**WRITTEN INSTRUCTION**
Your output is the line containing "Reviewer note: every instance of the white" plus all lines after it to the end of the records, reproduced exactly, with nothing else.

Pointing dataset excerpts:
▬▬▬▬▬▬
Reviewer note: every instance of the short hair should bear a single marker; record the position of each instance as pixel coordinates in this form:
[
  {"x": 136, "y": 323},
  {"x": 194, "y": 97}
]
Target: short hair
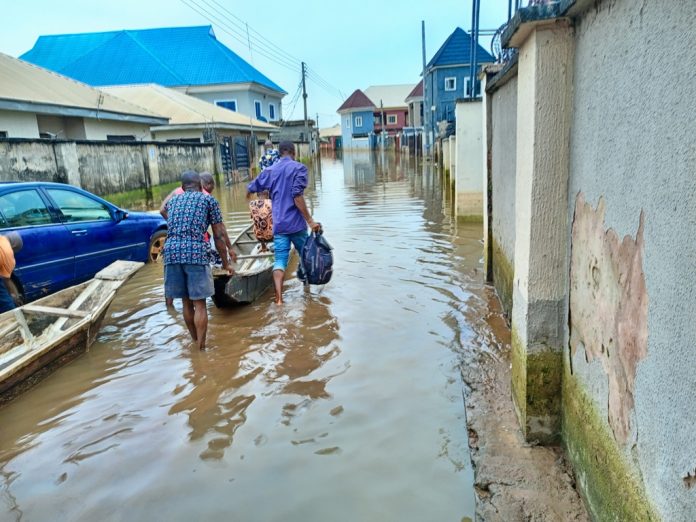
[
  {"x": 286, "y": 146},
  {"x": 189, "y": 178}
]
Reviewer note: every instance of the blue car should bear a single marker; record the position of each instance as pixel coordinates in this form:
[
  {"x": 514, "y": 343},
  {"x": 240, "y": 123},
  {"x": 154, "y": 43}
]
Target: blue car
[{"x": 70, "y": 234}]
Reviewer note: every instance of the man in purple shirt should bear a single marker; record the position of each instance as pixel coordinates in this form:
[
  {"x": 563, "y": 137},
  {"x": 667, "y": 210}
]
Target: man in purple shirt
[{"x": 285, "y": 180}]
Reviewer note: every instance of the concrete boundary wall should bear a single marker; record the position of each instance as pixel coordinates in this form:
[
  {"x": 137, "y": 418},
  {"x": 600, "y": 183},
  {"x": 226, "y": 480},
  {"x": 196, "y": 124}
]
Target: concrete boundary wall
[
  {"x": 102, "y": 167},
  {"x": 610, "y": 158}
]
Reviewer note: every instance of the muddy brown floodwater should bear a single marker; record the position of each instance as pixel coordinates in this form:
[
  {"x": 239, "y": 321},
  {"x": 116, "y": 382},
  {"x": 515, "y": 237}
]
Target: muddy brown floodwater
[{"x": 343, "y": 405}]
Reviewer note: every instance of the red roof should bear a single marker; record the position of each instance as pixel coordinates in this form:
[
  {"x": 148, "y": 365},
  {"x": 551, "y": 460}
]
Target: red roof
[
  {"x": 357, "y": 100},
  {"x": 417, "y": 91}
]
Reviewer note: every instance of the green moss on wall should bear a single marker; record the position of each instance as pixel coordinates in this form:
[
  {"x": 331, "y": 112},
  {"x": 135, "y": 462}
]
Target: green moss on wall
[
  {"x": 611, "y": 489},
  {"x": 536, "y": 387},
  {"x": 470, "y": 219},
  {"x": 503, "y": 275}
]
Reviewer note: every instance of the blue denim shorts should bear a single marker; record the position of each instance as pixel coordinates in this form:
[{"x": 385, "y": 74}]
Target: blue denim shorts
[
  {"x": 281, "y": 243},
  {"x": 194, "y": 282}
]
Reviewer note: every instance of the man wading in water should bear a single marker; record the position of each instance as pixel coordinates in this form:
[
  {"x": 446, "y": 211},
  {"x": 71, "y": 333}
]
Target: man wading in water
[
  {"x": 286, "y": 180},
  {"x": 187, "y": 272}
]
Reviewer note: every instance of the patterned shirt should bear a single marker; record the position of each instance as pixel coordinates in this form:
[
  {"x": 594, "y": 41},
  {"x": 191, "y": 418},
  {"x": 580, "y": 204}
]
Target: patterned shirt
[
  {"x": 268, "y": 158},
  {"x": 189, "y": 216}
]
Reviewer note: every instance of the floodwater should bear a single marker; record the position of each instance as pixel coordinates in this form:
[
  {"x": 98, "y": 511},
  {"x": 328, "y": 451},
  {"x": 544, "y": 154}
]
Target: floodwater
[{"x": 345, "y": 404}]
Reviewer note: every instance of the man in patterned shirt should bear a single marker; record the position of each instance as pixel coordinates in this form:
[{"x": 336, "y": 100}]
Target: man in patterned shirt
[
  {"x": 269, "y": 156},
  {"x": 187, "y": 272}
]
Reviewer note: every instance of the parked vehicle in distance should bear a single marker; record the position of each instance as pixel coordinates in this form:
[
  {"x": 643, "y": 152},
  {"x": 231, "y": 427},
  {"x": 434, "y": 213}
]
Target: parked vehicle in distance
[{"x": 70, "y": 234}]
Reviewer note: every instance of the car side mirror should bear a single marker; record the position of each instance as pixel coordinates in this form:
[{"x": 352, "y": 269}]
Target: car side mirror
[{"x": 120, "y": 215}]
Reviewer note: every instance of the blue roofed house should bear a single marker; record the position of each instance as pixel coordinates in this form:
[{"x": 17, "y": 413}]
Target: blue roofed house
[
  {"x": 189, "y": 59},
  {"x": 447, "y": 78}
]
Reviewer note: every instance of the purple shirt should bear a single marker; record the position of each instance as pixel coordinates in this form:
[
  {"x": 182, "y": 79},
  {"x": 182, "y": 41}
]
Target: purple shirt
[{"x": 285, "y": 180}]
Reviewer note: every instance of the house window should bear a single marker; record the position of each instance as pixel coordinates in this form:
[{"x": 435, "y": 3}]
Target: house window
[{"x": 227, "y": 104}]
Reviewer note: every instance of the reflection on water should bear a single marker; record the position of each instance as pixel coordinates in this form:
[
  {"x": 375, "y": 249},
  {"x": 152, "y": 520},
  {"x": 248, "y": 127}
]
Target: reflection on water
[{"x": 344, "y": 404}]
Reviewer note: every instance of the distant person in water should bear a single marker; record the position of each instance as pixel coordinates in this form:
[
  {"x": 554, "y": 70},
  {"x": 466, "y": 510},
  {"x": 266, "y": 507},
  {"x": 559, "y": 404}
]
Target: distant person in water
[
  {"x": 10, "y": 244},
  {"x": 269, "y": 157},
  {"x": 286, "y": 181},
  {"x": 187, "y": 272},
  {"x": 207, "y": 186}
]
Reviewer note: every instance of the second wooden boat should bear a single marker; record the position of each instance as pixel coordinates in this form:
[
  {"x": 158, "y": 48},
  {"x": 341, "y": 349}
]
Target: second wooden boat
[{"x": 38, "y": 337}]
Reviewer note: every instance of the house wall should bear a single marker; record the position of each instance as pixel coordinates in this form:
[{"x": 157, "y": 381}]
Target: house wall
[
  {"x": 101, "y": 167},
  {"x": 502, "y": 171},
  {"x": 19, "y": 124},
  {"x": 99, "y": 129},
  {"x": 245, "y": 101}
]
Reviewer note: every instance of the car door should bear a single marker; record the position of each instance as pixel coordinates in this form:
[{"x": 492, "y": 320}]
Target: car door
[
  {"x": 99, "y": 238},
  {"x": 46, "y": 263}
]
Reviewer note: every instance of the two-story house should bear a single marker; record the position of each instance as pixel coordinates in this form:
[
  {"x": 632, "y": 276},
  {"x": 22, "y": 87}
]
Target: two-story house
[
  {"x": 357, "y": 121},
  {"x": 188, "y": 59},
  {"x": 448, "y": 76},
  {"x": 376, "y": 115}
]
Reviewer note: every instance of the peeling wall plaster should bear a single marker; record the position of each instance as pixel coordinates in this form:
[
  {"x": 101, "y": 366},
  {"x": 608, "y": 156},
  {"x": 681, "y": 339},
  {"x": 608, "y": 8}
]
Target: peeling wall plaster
[{"x": 609, "y": 305}]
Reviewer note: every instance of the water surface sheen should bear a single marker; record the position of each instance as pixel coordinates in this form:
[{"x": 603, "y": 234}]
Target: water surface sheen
[{"x": 343, "y": 405}]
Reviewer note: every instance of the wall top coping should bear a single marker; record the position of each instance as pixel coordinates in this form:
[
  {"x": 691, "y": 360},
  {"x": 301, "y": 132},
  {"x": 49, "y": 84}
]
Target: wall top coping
[
  {"x": 527, "y": 18},
  {"x": 41, "y": 141}
]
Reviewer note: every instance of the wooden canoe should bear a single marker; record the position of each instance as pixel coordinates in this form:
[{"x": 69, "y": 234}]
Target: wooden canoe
[
  {"x": 40, "y": 336},
  {"x": 253, "y": 272}
]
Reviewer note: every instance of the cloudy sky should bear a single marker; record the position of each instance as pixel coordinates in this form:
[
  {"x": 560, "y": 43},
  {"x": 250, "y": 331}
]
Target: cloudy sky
[{"x": 347, "y": 45}]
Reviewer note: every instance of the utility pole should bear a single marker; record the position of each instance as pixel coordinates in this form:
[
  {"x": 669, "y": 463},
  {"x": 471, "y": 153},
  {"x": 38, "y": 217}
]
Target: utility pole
[
  {"x": 426, "y": 109},
  {"x": 304, "y": 96}
]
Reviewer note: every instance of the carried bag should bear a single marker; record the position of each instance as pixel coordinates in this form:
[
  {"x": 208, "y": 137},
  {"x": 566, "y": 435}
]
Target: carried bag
[
  {"x": 262, "y": 218},
  {"x": 317, "y": 259}
]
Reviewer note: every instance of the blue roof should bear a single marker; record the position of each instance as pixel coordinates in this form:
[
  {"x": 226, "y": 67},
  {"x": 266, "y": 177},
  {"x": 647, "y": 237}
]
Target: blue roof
[
  {"x": 172, "y": 56},
  {"x": 457, "y": 51}
]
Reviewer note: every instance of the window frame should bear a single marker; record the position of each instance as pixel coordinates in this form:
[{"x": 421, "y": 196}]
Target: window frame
[
  {"x": 53, "y": 218},
  {"x": 227, "y": 100},
  {"x": 63, "y": 216}
]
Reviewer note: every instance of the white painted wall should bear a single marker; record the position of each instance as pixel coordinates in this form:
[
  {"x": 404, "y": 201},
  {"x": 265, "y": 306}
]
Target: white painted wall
[
  {"x": 19, "y": 124},
  {"x": 469, "y": 166}
]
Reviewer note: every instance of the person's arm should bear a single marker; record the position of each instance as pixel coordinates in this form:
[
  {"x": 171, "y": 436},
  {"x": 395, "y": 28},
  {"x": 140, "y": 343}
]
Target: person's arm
[
  {"x": 299, "y": 183},
  {"x": 260, "y": 184},
  {"x": 163, "y": 207}
]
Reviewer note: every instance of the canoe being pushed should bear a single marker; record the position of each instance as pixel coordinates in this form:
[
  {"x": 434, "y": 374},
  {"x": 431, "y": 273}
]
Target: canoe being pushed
[
  {"x": 253, "y": 272},
  {"x": 38, "y": 337}
]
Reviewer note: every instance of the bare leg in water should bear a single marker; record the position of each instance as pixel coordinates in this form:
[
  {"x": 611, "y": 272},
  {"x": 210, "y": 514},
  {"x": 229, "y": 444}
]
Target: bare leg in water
[
  {"x": 278, "y": 276},
  {"x": 196, "y": 318}
]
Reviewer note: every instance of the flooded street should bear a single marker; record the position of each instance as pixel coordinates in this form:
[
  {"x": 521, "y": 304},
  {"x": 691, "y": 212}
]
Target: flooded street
▬▬▬▬▬▬
**RESULT OF THIS TASK**
Reviewer note: every instance of the white painted wall should bear a single marker; record the position of each instance as pixel coordinates in this form:
[
  {"x": 404, "y": 201},
  {"x": 265, "y": 306}
]
Target: white painted wall
[
  {"x": 19, "y": 124},
  {"x": 469, "y": 166}
]
Reviewer note: every instance of the person's arm should bear a single marker; record the position of each instance as pixel coordinates in this form:
[
  {"x": 171, "y": 436},
  {"x": 395, "y": 28},
  {"x": 140, "y": 343}
]
Target: person's arm
[
  {"x": 299, "y": 183},
  {"x": 260, "y": 184},
  {"x": 163, "y": 207}
]
Reviewer note: every instance of the canoe being pushed should bear a single marker; record the position of each instance as pixel coordinates in this form:
[
  {"x": 434, "y": 374},
  {"x": 431, "y": 273}
]
Target: canoe being pushed
[
  {"x": 253, "y": 272},
  {"x": 38, "y": 337}
]
Reviewer note: every instance of the bare leg in water should bear a single marker; record the position of each instance as pixel coordinates in this form:
[
  {"x": 611, "y": 272},
  {"x": 210, "y": 514},
  {"x": 229, "y": 444}
]
Target: bare leg in water
[
  {"x": 278, "y": 276},
  {"x": 196, "y": 318}
]
Reviewer note: every instance of the flooded street should bear a single marker; record the position of each instance as pixel coordinates in this form:
[
  {"x": 521, "y": 304},
  {"x": 691, "y": 212}
]
Target: flooded street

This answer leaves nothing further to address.